§ Requests:
(a) Using the column about Bank of America paying Angelo Mozilo's legal fees, decide whether each statement agrees with it: (i) Bank of America took $45 billion from the Troubled Asset Relief Program; (ii) the Securities and Exchange Commission brought criminal charges against Mozilo; (iii) Mozilo exercised the stock options in question in 2008. Answer yes or no for each and quote the words of the column that settle it.
(b) Extend the column about Bank of America covering Angelo Mozilo's legal fees, starting after its final sentence.

Five Dumbest Things on Wall Street about Subprime Mortgage Mess

Thank you, fellow taxpayers, for your generous contributions to the Angelo Mozilo defense fund. Bank of America(BAC Quote) confirmed on Tuesday it is covering the legal fees for the former Countrywide CEO who has been charged with securities fraud and insider trading. BofA, America’s biggest bank, says it is obligated to shell out for Mozilo’s defense as a result of an indemnity clause in place when he ran Countrywide.
The Securities and Exchange Commission filed civil charges against Countrywide’s co-founder last Thursday, alleging he raked in more than $139 million of improper profits by exercising stock options in 2006 and 2007 while the nation’s housing market and Countrywide’s finances were collapsing.
Now Bank of America, which accepted $45 billion from the U.S. government’s Troubled Asset Relief Program, is picking up the tab to defend one of the key players in the subprime mortgage mess that created all those troubled assets.
Excuse us for being blunt (and clearly rhetorical), but have our lawmakers lost their minds?
Mozilo made $139 million in just two years selling subprime loans. He can surely afford his own legal team. In fact, he’s probably better capitalized than Bank of America which even after passing a stress test is still unable to function without the assistance of John Q. Public and his wealthy Uncle Sam.

§ Record extracts:
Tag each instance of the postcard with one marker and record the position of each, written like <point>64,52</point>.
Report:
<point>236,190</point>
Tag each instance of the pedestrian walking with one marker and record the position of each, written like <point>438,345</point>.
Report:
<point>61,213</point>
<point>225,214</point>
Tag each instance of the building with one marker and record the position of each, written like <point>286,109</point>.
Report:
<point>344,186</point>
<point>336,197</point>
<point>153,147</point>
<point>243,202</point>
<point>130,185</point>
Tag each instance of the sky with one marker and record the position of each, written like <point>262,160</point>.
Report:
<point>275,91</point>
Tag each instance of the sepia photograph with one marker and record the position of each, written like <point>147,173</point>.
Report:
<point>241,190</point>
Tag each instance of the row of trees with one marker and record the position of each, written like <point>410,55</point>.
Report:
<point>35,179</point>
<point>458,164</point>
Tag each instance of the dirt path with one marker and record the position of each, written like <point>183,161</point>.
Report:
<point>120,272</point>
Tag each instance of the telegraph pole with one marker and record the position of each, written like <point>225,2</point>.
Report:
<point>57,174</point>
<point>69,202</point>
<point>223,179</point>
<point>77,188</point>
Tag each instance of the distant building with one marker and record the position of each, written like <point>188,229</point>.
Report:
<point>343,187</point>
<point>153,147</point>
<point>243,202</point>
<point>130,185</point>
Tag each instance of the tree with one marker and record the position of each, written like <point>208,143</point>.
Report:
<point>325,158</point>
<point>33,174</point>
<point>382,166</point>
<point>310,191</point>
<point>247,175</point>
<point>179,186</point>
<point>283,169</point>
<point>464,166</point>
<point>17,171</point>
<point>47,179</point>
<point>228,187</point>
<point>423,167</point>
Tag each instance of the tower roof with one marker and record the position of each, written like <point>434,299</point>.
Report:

§ Answer list:
(a)
(i) Yes: "which accepted $45 billion from the U.S. government’s Troubled Asset Relief Program"
(ii) No: "filed civil charges against Countrywide’s co-founder"
(iii) No: "by exercising stock options in 2006 and 2007"

(b)
The Obama Administration has no problem trampling on contracts in order to get what it wants, just ask GM(GMGMQ Quote) and Chrysler bondholders who were stiffed of their rightful due in favor of the politically powerful UAW. Likewise, Congress bowed to public pressure to unfairly – and perhaps unlawfully – tax AIG(AIG Quote) executives out of bonuses they legally, however undeservedly, earned.
As for the Supreme Court checking and/or balancing the frightening power grabs of Washington’s other two branches of government, well, to quote their lame excuse for bowing out of the Chrysler case, “they have not carried that burden.”
If that’s the way Washington wants to play it, then we say the government should force Bank of America to call off all bets with Mozilo and let him pay his own freight.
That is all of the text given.